[Prompt]:
Look through the data for the string "below". Copy every line where it is found.

[Information given]:
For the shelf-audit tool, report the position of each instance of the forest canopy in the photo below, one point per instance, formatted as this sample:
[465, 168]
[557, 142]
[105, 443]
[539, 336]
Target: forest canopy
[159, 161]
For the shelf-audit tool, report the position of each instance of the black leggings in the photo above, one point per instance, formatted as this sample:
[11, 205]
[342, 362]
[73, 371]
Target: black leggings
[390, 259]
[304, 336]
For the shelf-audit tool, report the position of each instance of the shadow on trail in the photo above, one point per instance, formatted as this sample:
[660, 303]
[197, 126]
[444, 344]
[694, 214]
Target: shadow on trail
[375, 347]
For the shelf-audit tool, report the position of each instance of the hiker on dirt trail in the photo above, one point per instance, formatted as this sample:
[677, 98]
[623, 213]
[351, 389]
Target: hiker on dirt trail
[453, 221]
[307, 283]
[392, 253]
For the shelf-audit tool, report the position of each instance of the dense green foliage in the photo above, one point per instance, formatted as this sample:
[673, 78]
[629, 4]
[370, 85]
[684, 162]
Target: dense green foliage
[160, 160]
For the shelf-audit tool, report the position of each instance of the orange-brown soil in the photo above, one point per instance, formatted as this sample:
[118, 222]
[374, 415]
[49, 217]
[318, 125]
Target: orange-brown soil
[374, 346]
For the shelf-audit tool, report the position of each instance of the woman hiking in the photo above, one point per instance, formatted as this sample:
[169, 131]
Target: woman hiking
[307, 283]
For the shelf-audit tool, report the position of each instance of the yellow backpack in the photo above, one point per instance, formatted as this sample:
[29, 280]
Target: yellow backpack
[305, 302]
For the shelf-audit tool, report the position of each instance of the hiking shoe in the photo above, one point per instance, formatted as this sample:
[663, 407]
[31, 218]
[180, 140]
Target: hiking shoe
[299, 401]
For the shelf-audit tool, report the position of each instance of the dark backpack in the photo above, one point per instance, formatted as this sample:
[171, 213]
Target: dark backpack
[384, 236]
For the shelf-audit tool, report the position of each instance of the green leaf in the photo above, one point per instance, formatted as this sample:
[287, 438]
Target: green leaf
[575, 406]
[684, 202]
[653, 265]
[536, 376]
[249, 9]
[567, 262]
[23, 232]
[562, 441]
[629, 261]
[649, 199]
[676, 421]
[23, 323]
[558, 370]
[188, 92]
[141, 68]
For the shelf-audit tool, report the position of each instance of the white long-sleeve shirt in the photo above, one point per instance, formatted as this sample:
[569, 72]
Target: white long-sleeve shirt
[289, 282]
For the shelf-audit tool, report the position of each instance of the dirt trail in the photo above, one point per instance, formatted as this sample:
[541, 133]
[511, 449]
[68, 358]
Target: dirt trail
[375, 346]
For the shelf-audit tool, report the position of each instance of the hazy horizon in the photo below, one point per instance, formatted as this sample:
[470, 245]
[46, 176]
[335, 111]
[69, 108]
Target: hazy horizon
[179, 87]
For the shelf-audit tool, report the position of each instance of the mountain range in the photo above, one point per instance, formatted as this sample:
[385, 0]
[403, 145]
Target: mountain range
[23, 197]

[Your response]:
For the shelf-audit tool, report the position of each instance of the forest canopy in the photo below, one point per instance, formatted as this sample:
For the shelf-audit tool, report the position of each instance of the hazy horizon in the photo below, one point per instance, formatted as this sample:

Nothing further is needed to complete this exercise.